### Stated task
Put every one of the lines below into a Markdown table with the columns No. and Text, giving each row a number and skipping blank lines. Leave the pictures out of the table.
# start of Task inputs
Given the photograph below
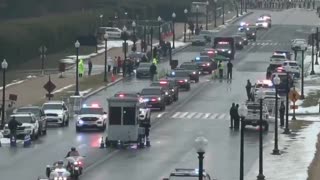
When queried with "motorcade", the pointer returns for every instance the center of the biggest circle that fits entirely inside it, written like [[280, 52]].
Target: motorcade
[[251, 33], [113, 32], [143, 70], [56, 112], [238, 42], [30, 126], [199, 40], [168, 93], [38, 113], [181, 77], [154, 97], [299, 44], [253, 116], [224, 46], [292, 67], [144, 111], [193, 70], [187, 174], [91, 116], [205, 64], [208, 52]]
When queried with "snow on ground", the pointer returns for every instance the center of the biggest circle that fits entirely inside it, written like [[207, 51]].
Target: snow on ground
[[297, 154]]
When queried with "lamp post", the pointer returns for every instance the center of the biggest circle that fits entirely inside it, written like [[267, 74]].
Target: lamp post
[[105, 56], [207, 13], [215, 13], [260, 176], [243, 111], [197, 20], [134, 38], [287, 130], [174, 33], [159, 21], [4, 66], [124, 37], [200, 146], [77, 46], [185, 25], [276, 81]]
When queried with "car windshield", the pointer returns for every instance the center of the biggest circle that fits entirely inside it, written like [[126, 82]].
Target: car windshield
[[24, 119], [91, 111], [151, 92], [145, 65], [52, 106], [189, 66], [34, 111], [180, 74]]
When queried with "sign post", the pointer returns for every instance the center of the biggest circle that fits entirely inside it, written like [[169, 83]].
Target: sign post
[[49, 86], [294, 96]]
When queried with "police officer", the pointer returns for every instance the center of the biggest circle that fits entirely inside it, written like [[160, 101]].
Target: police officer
[[232, 113], [248, 89], [229, 70], [153, 71], [282, 112], [13, 124]]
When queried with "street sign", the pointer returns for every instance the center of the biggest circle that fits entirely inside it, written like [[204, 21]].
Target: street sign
[[293, 106], [294, 95], [49, 86]]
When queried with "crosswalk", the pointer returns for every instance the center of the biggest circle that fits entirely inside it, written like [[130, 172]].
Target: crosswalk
# end of Task inputs
### Result of the exercise
| No. | Text |
|---|---|
| 1 | Given the photograph below |
| 2 | When queried with "motorcade", the pointer returns for every instance the center of the biggest circle that fits entirely inside it, written like [[280, 52]]. |
| 3 | Target: motorcade |
| 4 | [[251, 33], [113, 32], [143, 70], [56, 112], [238, 42], [30, 126], [199, 40], [168, 93], [38, 113], [181, 77], [154, 97], [299, 44], [253, 116], [224, 46], [292, 67], [144, 111], [193, 70], [187, 174], [91, 116], [205, 64], [208, 52]] |
| 5 | When queried with "snow on ground", the pointer returns for every instance the center of the biggest circle that fits entirely inside it, written like [[207, 51]]. |
| 6 | Target: snow on ground |
| 7 | [[297, 154]] |
| 8 | When queried with "lamp post", the pointer returns for every instance the center of the biggest circle that fits entirely inside it, written like [[267, 74]]. |
| 9 | Target: lamp post |
| 10 | [[105, 56], [207, 13], [215, 13], [260, 176], [243, 111], [197, 20], [134, 38], [287, 130], [174, 33], [159, 21], [4, 66], [124, 37], [200, 146], [77, 46], [185, 25], [276, 81]] |
| 11 | When queried with "car windshield", the pointer returns for every instance the center of the biggest circle that fits entirely inside it, written like [[126, 82]]. |
| 12 | Target: car windshield |
| 13 | [[24, 119], [91, 111], [151, 92], [145, 65], [52, 106], [189, 66], [34, 111], [180, 74]] |
| 14 | When queried with "sign post", the pointer returns for every instance the center of the biggest circle that fits entirely inside it, written like [[169, 83]]. |
| 15 | Target: sign post |
| 16 | [[49, 86], [294, 96]] |
| 17 | When queried with "police officer", the pointer returns for every instance the center of the biggest circle that fits entirely inside it, written like [[160, 101]]. |
| 18 | Target: police officer |
| 19 | [[232, 113], [248, 89], [229, 70], [153, 71], [282, 112], [13, 124]] |
| 20 | When queried with "street sign", the pointer returns for every instance the center of the biggest circle that fits entirely inside it, written like [[204, 21]]. |
| 21 | Target: street sign |
| 22 | [[293, 106], [294, 95], [49, 86]] |
| 23 | When queried with "crosswalk", the pointer returns for every instance the center of the biggest circle that fits entirely inside it, written like [[130, 172]]. |
| 24 | Target: crosswalk |